==== Data shown

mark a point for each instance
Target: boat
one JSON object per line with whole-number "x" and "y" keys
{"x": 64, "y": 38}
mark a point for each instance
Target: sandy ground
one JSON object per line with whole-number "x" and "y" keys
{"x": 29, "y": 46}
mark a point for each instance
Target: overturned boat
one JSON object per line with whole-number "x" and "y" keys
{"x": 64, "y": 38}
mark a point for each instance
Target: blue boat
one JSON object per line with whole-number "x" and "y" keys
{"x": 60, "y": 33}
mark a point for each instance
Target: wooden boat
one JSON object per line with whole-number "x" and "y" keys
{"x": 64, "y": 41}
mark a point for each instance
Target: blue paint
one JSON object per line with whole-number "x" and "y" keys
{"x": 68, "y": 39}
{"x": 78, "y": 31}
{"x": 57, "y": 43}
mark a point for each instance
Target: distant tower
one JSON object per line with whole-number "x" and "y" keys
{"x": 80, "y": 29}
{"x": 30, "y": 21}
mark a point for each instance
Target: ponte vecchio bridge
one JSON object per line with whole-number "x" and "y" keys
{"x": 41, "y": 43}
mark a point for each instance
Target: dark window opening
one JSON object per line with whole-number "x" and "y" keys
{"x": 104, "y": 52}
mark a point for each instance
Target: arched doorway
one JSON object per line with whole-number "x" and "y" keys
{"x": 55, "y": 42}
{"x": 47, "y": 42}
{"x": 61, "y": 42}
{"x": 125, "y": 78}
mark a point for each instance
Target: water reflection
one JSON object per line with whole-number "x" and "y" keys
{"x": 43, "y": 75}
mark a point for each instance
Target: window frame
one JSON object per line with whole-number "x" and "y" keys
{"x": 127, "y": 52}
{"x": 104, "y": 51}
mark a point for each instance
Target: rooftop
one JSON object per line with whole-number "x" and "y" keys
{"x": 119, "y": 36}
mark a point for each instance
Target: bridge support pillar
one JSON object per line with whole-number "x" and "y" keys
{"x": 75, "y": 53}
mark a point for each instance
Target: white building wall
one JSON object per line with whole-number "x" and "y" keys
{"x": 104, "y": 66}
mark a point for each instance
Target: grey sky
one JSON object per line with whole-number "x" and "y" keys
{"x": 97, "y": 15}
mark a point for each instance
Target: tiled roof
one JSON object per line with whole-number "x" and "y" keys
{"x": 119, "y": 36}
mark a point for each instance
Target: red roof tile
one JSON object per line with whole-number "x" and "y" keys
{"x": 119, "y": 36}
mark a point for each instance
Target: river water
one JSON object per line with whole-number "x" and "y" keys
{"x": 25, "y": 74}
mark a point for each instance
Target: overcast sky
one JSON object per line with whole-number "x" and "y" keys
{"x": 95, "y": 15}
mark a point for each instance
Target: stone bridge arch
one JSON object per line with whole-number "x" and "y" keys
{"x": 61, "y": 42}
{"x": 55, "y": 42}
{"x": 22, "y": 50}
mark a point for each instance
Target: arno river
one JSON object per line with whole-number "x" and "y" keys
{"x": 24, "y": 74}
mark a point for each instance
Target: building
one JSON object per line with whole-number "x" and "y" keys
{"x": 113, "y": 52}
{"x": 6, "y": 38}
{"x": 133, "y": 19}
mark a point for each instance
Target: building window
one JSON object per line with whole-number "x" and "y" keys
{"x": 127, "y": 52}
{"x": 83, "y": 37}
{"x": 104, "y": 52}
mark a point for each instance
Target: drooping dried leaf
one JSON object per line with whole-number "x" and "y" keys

========

§ **Work instructions**: List each line of the material above that contains the word "boat", copying every such line in full. Case counts.

§ **Exercise output**:
Target: boat
Target: overturned boat
Target: blue boat
Target: wooden boat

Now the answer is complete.